▼
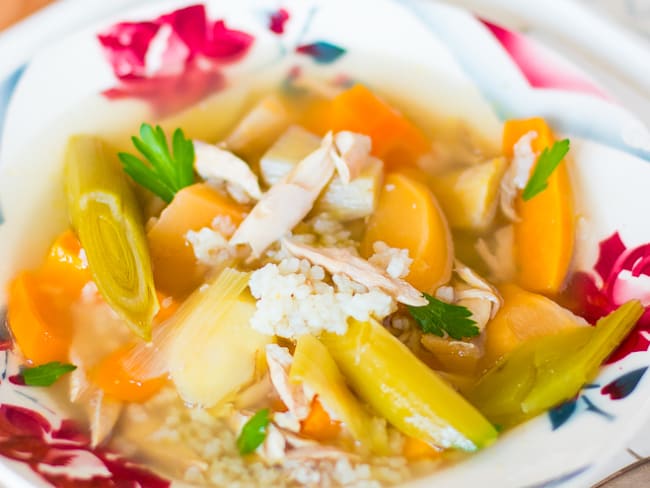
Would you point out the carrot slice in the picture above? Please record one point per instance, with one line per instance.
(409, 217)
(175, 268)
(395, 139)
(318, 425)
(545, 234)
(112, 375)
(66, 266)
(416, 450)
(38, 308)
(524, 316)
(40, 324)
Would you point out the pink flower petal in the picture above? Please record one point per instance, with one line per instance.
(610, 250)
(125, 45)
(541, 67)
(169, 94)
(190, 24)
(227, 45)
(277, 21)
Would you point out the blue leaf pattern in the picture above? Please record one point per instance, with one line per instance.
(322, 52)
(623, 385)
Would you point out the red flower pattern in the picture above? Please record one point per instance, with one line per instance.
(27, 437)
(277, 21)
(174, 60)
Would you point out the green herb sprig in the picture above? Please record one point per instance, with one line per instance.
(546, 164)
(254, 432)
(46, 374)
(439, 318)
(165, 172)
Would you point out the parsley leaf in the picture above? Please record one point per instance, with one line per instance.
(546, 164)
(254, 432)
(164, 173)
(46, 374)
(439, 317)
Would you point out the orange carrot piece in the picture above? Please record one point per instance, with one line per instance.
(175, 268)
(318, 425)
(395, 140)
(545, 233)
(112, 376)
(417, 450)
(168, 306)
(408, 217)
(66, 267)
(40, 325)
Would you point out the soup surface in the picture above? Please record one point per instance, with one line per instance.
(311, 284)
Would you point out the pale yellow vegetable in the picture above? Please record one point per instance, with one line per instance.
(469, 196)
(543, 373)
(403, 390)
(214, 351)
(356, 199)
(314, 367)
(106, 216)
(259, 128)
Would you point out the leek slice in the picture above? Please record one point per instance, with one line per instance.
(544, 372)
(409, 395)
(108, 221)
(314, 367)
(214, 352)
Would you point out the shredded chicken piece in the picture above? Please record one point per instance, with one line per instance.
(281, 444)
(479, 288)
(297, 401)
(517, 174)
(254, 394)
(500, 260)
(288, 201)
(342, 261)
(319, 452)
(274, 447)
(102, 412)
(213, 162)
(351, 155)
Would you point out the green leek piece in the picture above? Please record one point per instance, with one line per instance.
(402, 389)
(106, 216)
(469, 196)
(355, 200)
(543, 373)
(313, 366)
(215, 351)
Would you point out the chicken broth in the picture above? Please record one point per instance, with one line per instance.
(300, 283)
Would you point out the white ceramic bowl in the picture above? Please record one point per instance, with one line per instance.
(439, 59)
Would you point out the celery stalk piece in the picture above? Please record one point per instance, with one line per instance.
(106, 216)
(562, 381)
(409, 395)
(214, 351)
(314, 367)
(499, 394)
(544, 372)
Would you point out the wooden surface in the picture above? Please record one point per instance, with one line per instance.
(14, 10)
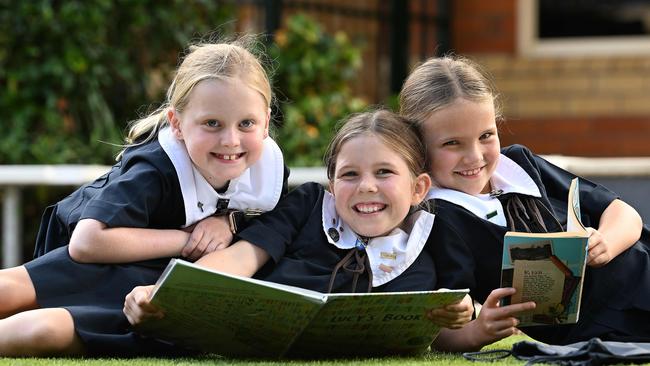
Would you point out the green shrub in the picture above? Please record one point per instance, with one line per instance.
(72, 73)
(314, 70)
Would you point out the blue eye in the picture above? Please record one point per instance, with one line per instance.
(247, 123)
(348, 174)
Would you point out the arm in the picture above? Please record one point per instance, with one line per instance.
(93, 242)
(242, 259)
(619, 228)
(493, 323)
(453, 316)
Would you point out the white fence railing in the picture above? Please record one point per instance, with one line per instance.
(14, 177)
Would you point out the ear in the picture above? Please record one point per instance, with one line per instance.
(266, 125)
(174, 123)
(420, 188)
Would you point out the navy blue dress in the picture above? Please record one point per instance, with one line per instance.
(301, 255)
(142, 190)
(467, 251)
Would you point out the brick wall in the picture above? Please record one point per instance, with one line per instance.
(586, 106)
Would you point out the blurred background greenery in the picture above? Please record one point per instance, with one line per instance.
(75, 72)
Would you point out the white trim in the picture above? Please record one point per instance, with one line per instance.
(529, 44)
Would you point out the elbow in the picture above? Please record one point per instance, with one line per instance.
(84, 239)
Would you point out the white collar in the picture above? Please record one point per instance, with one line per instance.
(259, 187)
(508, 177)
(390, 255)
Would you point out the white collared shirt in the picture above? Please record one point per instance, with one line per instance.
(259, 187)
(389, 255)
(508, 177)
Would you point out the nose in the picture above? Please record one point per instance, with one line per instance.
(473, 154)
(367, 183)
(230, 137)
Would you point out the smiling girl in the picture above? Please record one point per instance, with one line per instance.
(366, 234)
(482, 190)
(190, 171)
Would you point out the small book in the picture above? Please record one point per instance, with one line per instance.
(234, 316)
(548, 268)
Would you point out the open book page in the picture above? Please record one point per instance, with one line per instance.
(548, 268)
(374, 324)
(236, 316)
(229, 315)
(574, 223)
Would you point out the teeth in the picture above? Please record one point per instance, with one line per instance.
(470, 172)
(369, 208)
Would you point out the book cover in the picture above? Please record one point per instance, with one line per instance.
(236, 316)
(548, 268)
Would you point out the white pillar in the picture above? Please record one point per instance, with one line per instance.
▲
**What this task involves**
Except for the pictures, return every line of the material exactly.

**Result of the exercise**
Would you point out the carrot slice in the picture above? Please record one point per instance, with one line per instance.
(409, 217)
(175, 268)
(395, 139)
(318, 425)
(545, 234)
(112, 375)
(66, 266)
(416, 450)
(38, 308)
(524, 316)
(40, 324)
Would you point out the pink flower petal in the picture above? Please record one point per instance, with one line per instance.
(610, 250)
(125, 45)
(541, 67)
(169, 94)
(190, 24)
(227, 45)
(277, 21)
Would you point out the blue leaf pattern in the picture above? Please record one point per instance, with one line per instance.
(322, 52)
(623, 385)
Would you point out the red flower pattern in the picture above? Please record one point per instance, with one line per instance.
(27, 437)
(277, 21)
(174, 60)
Would you point out the green herb sprig in the picture above? Please record one point per instance, with one line per instance.
(546, 164)
(254, 432)
(46, 374)
(439, 318)
(165, 172)
Would you point out the parsley leaf in the picture above? Please record one point per instance, with one line per instance.
(546, 164)
(254, 432)
(164, 173)
(46, 374)
(439, 317)
Would you point out the orange carrot piece in the picture above? Please record one point per instance, with one line per instance.
(175, 268)
(318, 425)
(395, 140)
(545, 233)
(112, 376)
(417, 450)
(168, 306)
(408, 217)
(66, 267)
(40, 325)
Would you point out the soup surface in the picture above? Please record one point per instance, with one line per instance.
(311, 284)
Would you point out the pale yellow vegetable in the picture above? Please record one point per instance, with one line per instance.
(469, 196)
(543, 373)
(403, 390)
(214, 351)
(356, 199)
(314, 367)
(106, 216)
(259, 128)
Would you point out the leek slice in the picture above? Please record one point per instance, with one line per instance.
(544, 372)
(409, 395)
(108, 221)
(314, 367)
(214, 352)
Would you point out the shredded chicken piece in the picture above? Please record one point per instance, with one line per instance.
(281, 444)
(479, 288)
(297, 401)
(517, 174)
(254, 394)
(500, 260)
(288, 201)
(342, 261)
(319, 452)
(274, 447)
(102, 412)
(213, 162)
(351, 155)
Would you point out the green leek piece in the picture above? Please record one point per instance, with one line per instance.
(402, 389)
(106, 216)
(469, 196)
(355, 200)
(543, 373)
(313, 366)
(215, 351)
Would you point out the chicken broth in the picture above? Please record one point per instance, with one line per instance.
(300, 283)
Would you point out the white ceramic bowl in the picture above? Please record one point per instance, with one line per instance.
(439, 59)
Would you point out the celery stalk piece in the picture above? Please record one point per instance, with one line per instance.
(106, 216)
(562, 381)
(409, 395)
(214, 351)
(314, 367)
(499, 394)
(544, 372)
Would you point out the wooden surface in the picture above? Please record one point per instance, with one line per instance.
(14, 10)
Would you point out the green shrub in the picture above? Please record one point per instance, with one line per instance.
(72, 73)
(314, 70)
Would you point out the blue eye in the picture above? Please record one point per instance, with one line per instance.
(247, 123)
(348, 174)
Would you point out the arm in the picture above? Please record one point per instance, with one line per instance.
(93, 242)
(242, 259)
(619, 228)
(493, 323)
(453, 316)
Would you point out the white fence railing in the picture above? Please record one point per instance, with one line per instance.
(14, 177)
Would you point out the ear in the picture above? Please record one point per instance, with one line per instance.
(266, 125)
(174, 123)
(420, 188)
Would you point out the navy blue dress in the picture above? Please record one point per instance, with one line per instance.
(301, 255)
(142, 190)
(467, 251)
Would you point out the brick wall in the picture above? Please record one point per instance, with one line per instance.
(586, 106)
Would you point out the blurred background greenery in the picture above? Please record one point per instance, with one line per instance.
(75, 72)
Would you point out the white trim in the picture above? Please record one point per instance, with one line per instance.
(529, 44)
Would you point out the elbow in the picture above? Please record one point per instance, with one line per instance.
(84, 239)
Would you point out the white collar in the picture above? Please record one point per instance, with one line per instance.
(259, 187)
(508, 177)
(390, 255)
Would you point out the white collared shirt in the picture above? Please record one point per instance, with one line per instance.
(259, 187)
(389, 255)
(508, 177)
Would you point out the nose in the picture above? Please record one point per instance, with one line per instance.
(473, 154)
(367, 183)
(230, 137)
Would you point out the smiling girl in the picture above? Please record one point per instance, with one line per instance.
(366, 234)
(482, 190)
(190, 171)
Would you point out the small book in the picture above? Please record one point per instance, with one line per instance.
(234, 316)
(548, 268)
Would you point out the open book page in the picture above? Please record one point per instance, with one line per instance.
(548, 268)
(374, 324)
(236, 316)
(229, 315)
(574, 223)
Would you point out the teeth in the picture above? Please record one point per instance, with one line per instance.
(470, 172)
(369, 208)
Would you point out the book cover in the picture above? Please record one point per instance, with one line per instance.
(236, 316)
(548, 268)
Would you point out the white pillar in the picture above? Please record one point per instance, with one line per instance.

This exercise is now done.